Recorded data
-- -- --

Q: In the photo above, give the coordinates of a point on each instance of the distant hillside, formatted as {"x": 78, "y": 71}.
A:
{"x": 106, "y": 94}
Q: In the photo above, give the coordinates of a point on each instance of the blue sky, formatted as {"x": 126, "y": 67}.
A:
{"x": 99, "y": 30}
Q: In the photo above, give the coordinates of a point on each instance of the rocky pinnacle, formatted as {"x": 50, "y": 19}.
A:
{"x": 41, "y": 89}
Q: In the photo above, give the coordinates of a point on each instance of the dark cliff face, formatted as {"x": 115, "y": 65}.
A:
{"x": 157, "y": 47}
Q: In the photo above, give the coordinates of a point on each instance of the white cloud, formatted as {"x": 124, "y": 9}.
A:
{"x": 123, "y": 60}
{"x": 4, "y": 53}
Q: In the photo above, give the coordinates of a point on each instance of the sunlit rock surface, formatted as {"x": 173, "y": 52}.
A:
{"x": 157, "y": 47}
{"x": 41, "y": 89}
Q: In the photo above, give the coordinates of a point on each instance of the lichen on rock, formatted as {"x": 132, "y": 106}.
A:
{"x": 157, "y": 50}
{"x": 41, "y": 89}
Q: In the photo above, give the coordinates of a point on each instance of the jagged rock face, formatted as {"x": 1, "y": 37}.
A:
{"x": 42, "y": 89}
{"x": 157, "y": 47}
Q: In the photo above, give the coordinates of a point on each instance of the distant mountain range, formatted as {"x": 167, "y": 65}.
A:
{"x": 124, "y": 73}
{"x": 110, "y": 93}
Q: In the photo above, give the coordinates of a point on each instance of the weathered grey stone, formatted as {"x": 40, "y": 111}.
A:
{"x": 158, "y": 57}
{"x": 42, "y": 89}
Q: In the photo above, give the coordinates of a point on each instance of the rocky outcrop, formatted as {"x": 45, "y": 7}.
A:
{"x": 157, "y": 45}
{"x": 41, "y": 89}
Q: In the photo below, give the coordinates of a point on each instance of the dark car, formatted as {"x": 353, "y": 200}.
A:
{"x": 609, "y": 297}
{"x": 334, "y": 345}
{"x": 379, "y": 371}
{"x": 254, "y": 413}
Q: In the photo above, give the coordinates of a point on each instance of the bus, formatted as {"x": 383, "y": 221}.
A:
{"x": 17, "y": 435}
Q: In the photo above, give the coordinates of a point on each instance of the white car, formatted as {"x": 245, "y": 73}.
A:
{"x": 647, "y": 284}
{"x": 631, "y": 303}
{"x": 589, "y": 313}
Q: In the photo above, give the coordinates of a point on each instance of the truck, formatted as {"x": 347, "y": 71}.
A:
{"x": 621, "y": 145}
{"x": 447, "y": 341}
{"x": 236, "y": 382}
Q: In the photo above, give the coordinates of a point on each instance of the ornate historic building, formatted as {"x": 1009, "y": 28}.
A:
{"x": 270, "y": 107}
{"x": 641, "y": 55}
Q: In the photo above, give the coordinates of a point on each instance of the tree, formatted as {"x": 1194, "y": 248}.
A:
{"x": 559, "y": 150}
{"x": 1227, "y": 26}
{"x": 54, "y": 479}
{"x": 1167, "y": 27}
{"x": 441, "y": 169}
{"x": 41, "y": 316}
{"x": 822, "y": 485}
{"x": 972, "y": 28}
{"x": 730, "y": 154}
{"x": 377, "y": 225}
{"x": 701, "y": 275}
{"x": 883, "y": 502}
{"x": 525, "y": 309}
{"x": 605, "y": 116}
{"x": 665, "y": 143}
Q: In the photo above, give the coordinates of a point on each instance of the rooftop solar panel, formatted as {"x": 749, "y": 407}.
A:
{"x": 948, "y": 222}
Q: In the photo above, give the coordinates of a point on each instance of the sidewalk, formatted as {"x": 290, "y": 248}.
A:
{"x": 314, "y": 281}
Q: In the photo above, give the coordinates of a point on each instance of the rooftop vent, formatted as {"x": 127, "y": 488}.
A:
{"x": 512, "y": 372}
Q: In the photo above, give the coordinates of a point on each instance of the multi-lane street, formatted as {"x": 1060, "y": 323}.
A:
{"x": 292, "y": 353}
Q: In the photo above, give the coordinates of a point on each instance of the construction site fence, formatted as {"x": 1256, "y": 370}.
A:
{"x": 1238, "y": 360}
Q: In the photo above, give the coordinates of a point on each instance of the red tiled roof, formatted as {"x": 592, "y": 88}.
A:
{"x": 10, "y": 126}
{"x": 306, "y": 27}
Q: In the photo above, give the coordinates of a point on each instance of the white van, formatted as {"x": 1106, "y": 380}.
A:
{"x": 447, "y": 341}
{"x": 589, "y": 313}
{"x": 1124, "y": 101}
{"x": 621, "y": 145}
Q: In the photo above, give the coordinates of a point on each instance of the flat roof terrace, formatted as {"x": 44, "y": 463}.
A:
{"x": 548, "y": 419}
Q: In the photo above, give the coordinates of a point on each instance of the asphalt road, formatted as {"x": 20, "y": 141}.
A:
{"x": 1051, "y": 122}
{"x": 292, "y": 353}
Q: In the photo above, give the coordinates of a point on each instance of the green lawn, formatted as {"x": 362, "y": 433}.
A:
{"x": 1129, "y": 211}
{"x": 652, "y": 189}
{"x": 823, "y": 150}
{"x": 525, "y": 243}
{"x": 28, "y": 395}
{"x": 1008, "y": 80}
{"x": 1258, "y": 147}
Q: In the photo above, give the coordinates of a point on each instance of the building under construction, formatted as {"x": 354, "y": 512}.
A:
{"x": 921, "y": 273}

-- -- --

Short problem:
Copy out, word for word, the stretch of rows from the one containing "the rooftop solar" through the last row.

Full response:
Q: In the photo above, give the coordinates of a point on each instance of the rooftop solar panel, formatted as {"x": 749, "y": 407}.
A:
{"x": 948, "y": 222}
Q: In the photo above, give the coordinates of a point on each instance of the sidewalk, formatted as {"x": 290, "y": 248}.
A:
{"x": 314, "y": 281}
Q: In the photo above, give the coordinates of a point on each instance of the rooftop vent, formatted as {"x": 127, "y": 488}.
A:
{"x": 512, "y": 372}
Q: In the photo above, give the coordinates of a point on each instance of the multi-lane street, formatted as {"x": 1060, "y": 323}.
A:
{"x": 292, "y": 353}
Q: In the photo above, give the coordinates of a point on each instance of the construction site fence, formatted as {"x": 1256, "y": 370}.
A:
{"x": 1238, "y": 360}
Q: In the photo above, give the coordinates of a point on each instance of the red tiled roof, formatted as {"x": 592, "y": 88}.
A:
{"x": 10, "y": 126}
{"x": 306, "y": 27}
Q: In the photo above, give the coordinates of a point on each instance of the white van, formatted as {"x": 1106, "y": 380}.
A:
{"x": 447, "y": 341}
{"x": 589, "y": 313}
{"x": 1124, "y": 101}
{"x": 621, "y": 145}
Q: In the photo above, give the coordinates of a point on each instance of the flat roof terrace, formatted as {"x": 44, "y": 463}.
A:
{"x": 548, "y": 419}
Q: In the photo above, give the coordinates of a point on each instance of the asphalt road, formatted as {"x": 20, "y": 141}.
A:
{"x": 1051, "y": 122}
{"x": 292, "y": 353}
Q: In the photo above, give the coordinates of a point on each instance of the green lawn, formatted as {"x": 362, "y": 433}.
A:
{"x": 1129, "y": 211}
{"x": 652, "y": 189}
{"x": 823, "y": 150}
{"x": 525, "y": 243}
{"x": 28, "y": 395}
{"x": 1008, "y": 80}
{"x": 1258, "y": 147}
Q: In the photo above, give the coordinates of a point on each instance of the building under construction, formatted as {"x": 354, "y": 512}.
A:
{"x": 921, "y": 273}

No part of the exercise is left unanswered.